- _Data provided_
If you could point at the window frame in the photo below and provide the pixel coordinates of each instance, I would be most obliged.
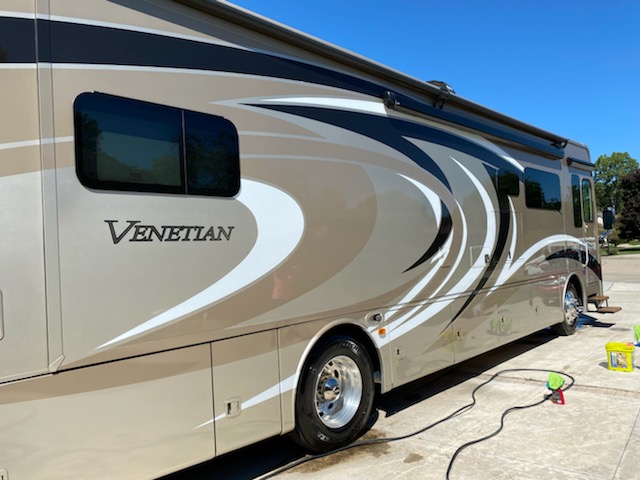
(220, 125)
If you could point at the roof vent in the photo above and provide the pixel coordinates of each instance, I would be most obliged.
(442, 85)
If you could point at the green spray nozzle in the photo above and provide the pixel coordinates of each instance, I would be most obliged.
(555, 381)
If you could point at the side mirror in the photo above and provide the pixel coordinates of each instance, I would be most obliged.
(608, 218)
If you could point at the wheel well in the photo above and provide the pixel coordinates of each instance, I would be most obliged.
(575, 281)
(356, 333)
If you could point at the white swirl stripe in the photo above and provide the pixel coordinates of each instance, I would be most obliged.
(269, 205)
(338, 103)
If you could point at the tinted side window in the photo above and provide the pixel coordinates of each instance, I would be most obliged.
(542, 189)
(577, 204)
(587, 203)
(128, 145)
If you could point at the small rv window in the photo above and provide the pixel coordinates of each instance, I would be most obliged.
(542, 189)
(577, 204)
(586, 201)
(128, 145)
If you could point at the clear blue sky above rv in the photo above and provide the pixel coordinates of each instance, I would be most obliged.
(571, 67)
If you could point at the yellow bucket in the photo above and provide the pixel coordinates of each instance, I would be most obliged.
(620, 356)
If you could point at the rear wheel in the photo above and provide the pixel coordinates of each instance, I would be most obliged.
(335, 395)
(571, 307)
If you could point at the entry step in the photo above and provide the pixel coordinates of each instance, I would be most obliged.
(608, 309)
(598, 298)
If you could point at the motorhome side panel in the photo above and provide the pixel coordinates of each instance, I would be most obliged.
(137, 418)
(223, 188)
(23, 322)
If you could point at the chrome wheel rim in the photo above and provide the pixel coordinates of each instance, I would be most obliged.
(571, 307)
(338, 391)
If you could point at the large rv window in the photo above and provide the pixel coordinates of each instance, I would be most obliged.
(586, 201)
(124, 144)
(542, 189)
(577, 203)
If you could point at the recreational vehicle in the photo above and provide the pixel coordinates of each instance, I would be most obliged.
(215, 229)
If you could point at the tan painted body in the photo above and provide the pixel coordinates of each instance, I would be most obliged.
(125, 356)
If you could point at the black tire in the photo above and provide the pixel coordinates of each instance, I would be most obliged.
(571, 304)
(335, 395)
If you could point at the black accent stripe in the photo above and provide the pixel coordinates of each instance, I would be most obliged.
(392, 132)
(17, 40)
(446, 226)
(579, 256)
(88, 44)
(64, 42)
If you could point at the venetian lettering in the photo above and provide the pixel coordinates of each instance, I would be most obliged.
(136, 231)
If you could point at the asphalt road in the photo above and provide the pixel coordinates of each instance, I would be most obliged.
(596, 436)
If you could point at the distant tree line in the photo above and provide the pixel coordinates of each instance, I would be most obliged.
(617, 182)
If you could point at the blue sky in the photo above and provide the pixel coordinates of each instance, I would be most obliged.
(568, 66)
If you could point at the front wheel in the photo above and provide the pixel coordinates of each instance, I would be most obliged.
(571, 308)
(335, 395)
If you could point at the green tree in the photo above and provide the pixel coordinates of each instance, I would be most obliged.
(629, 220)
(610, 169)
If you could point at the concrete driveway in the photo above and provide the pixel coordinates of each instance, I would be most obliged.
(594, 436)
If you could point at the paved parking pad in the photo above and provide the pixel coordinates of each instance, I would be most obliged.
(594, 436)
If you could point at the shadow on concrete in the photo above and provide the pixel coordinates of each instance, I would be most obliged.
* * *
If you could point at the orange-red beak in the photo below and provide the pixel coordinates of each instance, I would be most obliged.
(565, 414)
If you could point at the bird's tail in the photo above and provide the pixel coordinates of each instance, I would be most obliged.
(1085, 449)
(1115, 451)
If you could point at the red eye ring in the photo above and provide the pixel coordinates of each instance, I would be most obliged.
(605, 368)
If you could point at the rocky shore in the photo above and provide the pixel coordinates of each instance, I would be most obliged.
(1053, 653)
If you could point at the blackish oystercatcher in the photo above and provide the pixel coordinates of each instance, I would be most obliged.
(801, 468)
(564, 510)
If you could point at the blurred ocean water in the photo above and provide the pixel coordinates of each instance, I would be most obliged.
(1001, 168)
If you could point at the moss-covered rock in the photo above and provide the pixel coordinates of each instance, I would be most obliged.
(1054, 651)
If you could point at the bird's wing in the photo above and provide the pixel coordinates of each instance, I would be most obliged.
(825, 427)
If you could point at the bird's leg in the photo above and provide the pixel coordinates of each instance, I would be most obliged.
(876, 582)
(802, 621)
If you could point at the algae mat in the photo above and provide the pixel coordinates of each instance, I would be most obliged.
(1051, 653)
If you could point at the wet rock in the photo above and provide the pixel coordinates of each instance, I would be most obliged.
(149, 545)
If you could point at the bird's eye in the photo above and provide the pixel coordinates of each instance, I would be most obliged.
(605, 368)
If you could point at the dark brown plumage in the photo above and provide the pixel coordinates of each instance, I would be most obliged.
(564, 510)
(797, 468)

- _Task brief_
Retype only the lines above between the line with "If you could point at the concrete" and the line with "If you could point at the shadow", counting those two lines as well, and keep every character as it is.

- _Completed task_
If you could point at the concrete driveway in the photo above and provide the pixel coordinates of each instance, I would be most obliged.
(594, 436)
If you could point at the paved parking pad in the photo above and provide the pixel coordinates of each instance, I would be most obliged.
(594, 436)
If you could point at the shadow on concrete in the photo above and provide the pixel coordinates of each instance, I would be most obliged.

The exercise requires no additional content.